── Study material ──
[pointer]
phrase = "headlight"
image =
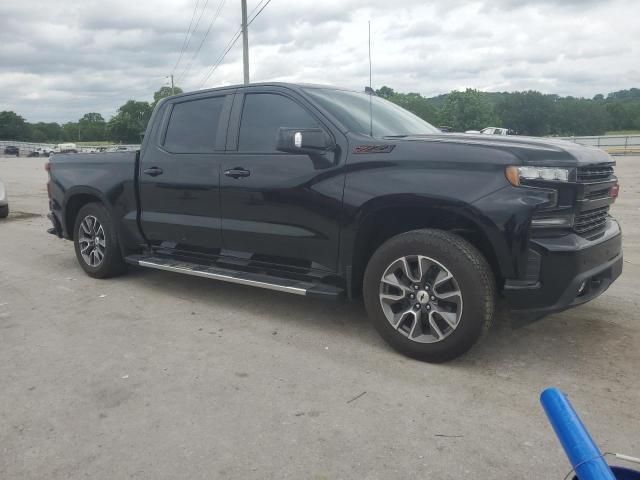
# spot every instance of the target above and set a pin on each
(516, 175)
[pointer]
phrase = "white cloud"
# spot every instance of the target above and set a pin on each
(61, 59)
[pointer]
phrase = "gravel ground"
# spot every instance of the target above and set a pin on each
(155, 375)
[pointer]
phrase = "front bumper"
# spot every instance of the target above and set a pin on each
(572, 271)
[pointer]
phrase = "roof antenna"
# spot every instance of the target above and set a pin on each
(370, 91)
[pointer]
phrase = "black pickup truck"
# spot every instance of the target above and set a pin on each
(327, 192)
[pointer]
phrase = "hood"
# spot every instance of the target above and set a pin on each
(530, 150)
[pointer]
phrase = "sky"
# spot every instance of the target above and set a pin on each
(60, 59)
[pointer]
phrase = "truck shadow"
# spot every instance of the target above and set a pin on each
(562, 340)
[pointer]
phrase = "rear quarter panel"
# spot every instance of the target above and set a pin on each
(110, 177)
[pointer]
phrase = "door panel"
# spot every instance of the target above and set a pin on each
(284, 208)
(180, 176)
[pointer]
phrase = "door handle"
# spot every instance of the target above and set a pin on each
(237, 172)
(153, 171)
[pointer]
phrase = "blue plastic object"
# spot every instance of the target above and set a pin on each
(583, 453)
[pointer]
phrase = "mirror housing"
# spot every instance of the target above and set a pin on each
(310, 141)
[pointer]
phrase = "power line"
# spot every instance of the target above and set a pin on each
(233, 40)
(259, 12)
(204, 38)
(186, 37)
(195, 27)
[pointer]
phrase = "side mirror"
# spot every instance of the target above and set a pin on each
(310, 141)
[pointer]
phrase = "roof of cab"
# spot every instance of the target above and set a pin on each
(293, 86)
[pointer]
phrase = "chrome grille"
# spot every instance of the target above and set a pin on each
(597, 194)
(591, 222)
(596, 173)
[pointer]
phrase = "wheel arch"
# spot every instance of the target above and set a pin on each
(75, 199)
(386, 218)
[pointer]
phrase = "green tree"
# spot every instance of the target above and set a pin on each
(468, 110)
(46, 132)
(528, 113)
(71, 132)
(578, 116)
(13, 127)
(92, 127)
(129, 123)
(164, 92)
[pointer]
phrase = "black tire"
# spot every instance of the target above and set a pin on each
(112, 262)
(471, 272)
───
Go through the data above and copy each line that holds the word "roof".

phrase = "roof antenna"
phrase = "roof of cab"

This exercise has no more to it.